- [PROBLEM DESCRIPTION] Could the lines from the one with "If you could mark the woman in gray" through the end of the listing be restated exactly, with nothing else included?

Some records:
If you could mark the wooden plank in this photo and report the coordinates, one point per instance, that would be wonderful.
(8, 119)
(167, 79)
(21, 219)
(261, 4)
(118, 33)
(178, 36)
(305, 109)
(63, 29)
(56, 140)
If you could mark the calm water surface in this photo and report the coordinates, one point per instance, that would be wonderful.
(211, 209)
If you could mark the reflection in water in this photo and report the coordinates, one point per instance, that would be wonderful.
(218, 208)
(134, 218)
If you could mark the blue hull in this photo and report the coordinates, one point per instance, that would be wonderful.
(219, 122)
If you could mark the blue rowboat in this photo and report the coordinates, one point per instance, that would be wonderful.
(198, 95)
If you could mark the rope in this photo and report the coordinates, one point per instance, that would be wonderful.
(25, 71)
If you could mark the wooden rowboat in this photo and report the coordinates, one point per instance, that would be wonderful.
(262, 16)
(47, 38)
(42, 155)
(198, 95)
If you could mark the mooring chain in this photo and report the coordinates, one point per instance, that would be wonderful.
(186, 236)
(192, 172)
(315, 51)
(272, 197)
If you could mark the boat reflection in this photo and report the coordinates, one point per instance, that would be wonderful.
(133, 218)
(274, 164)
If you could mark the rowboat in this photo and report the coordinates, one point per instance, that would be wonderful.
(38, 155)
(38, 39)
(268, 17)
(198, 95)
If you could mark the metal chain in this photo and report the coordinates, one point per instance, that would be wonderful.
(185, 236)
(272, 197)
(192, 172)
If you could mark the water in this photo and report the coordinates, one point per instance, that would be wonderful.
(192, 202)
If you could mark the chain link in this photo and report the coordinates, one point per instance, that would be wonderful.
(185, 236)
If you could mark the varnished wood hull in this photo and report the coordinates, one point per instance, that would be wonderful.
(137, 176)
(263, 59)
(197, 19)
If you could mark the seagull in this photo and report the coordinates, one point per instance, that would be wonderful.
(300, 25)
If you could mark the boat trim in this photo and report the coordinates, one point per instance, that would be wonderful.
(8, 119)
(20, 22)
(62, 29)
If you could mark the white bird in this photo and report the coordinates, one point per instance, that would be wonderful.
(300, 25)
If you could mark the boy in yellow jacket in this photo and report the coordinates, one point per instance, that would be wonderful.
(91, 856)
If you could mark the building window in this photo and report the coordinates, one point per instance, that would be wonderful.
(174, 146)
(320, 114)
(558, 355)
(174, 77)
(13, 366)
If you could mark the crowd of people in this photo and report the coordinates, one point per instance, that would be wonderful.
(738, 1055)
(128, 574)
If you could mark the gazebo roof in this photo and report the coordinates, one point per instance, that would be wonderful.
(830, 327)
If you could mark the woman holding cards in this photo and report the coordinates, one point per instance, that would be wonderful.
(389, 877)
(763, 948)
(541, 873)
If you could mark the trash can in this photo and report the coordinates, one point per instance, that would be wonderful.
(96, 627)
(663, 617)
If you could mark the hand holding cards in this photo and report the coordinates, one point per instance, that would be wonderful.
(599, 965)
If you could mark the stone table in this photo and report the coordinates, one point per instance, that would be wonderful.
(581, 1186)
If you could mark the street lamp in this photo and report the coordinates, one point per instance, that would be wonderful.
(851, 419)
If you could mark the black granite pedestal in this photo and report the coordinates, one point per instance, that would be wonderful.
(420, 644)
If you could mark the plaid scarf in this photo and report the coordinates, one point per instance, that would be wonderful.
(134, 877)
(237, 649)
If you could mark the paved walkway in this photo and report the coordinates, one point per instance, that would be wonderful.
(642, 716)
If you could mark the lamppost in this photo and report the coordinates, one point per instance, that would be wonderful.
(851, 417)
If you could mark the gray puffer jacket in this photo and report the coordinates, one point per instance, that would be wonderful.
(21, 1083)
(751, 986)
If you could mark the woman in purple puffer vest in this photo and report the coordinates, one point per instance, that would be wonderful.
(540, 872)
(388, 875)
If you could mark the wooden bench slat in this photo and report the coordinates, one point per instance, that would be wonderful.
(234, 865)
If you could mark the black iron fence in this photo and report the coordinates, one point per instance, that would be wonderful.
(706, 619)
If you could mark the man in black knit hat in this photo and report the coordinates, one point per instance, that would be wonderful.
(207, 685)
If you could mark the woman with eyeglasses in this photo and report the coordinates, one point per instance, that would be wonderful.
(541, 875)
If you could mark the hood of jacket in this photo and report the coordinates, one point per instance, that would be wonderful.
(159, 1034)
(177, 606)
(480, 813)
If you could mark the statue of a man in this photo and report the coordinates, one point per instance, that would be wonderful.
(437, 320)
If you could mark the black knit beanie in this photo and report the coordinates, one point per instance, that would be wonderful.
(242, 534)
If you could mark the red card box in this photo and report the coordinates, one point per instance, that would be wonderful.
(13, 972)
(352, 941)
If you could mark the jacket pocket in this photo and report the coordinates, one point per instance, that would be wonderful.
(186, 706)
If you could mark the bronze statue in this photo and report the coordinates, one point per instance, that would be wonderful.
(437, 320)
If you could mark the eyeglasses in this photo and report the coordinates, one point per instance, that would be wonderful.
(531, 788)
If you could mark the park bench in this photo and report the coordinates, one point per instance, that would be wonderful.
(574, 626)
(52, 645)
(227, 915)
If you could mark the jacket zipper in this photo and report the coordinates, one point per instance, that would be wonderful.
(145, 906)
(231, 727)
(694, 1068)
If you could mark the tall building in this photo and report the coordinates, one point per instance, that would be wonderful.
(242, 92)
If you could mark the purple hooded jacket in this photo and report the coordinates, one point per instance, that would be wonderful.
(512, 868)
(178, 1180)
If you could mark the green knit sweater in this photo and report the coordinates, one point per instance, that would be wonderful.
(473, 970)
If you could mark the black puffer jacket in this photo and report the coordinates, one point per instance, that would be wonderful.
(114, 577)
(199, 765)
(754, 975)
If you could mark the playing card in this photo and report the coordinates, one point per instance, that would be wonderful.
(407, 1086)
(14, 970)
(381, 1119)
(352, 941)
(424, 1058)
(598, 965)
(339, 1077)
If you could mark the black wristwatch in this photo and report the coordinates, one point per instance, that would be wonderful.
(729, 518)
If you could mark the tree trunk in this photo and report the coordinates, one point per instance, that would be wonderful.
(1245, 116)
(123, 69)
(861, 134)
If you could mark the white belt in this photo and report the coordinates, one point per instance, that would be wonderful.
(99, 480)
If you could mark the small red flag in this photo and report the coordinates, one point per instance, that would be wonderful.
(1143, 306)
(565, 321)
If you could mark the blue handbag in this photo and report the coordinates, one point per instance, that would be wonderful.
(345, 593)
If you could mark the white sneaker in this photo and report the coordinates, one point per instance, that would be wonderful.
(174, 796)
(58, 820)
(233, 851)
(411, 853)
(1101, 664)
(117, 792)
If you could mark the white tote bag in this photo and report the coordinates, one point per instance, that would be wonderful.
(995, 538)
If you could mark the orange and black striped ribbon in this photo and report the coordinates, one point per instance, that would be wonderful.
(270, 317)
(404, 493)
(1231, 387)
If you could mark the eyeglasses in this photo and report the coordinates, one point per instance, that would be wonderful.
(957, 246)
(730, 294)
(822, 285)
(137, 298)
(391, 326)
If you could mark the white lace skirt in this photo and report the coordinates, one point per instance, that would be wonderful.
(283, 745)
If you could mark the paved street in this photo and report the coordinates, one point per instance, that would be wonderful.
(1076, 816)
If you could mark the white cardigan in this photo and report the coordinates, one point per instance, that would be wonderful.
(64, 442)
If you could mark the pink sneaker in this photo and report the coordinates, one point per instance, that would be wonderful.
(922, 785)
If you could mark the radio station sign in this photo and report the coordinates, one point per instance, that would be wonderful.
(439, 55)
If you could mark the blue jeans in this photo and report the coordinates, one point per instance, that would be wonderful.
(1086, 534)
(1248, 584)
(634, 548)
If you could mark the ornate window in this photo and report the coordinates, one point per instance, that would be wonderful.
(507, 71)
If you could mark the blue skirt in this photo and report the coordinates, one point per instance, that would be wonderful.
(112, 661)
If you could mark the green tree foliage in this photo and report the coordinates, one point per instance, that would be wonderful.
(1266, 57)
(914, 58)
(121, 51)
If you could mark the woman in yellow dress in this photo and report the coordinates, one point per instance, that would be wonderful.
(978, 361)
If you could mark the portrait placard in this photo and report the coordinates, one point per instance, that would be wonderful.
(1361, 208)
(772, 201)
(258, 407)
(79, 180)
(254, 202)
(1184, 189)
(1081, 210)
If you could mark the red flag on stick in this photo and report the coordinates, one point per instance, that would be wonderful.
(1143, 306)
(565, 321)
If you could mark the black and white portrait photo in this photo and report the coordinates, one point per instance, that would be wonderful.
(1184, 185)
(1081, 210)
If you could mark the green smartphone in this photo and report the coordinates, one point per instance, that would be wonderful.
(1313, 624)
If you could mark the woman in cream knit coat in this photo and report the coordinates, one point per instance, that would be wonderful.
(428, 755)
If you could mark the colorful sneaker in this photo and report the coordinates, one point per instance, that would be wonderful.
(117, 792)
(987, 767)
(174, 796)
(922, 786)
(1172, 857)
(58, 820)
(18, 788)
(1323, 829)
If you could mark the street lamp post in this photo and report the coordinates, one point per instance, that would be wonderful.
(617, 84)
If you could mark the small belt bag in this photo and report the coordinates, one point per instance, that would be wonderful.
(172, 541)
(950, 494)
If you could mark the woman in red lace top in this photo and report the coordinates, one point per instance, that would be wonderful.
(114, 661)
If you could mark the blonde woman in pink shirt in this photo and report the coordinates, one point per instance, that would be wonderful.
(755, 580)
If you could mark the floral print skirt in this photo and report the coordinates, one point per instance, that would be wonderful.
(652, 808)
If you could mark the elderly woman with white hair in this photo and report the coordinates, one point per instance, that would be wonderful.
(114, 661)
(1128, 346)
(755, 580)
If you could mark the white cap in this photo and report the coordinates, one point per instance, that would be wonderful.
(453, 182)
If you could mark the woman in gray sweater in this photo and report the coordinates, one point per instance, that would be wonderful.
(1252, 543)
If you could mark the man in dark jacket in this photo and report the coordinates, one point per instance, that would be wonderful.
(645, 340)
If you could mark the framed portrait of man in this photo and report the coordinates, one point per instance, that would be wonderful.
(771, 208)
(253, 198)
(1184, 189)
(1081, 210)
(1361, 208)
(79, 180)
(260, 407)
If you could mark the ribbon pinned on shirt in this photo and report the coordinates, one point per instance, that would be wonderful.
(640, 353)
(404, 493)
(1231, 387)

- [TASK ANSWER]
If you could mark the woman in gray sweater in this photo and report the coordinates, one point per instance, that would be wonderful.
(1252, 543)
If you could mark the man in dark jacket in this photo and report the coordinates, one point per instance, that would be wonderful.
(645, 340)
If you could mark the framed portrait of man in this photo and report the coordinates, one point per instance, that would be wonderful.
(771, 208)
(253, 198)
(1184, 189)
(1081, 210)
(1361, 208)
(79, 180)
(260, 407)
If you could mark the ribbon pinned on shirt in this photo and report the coordinates, one point per instance, that would be wonderful.
(640, 353)
(404, 493)
(1231, 387)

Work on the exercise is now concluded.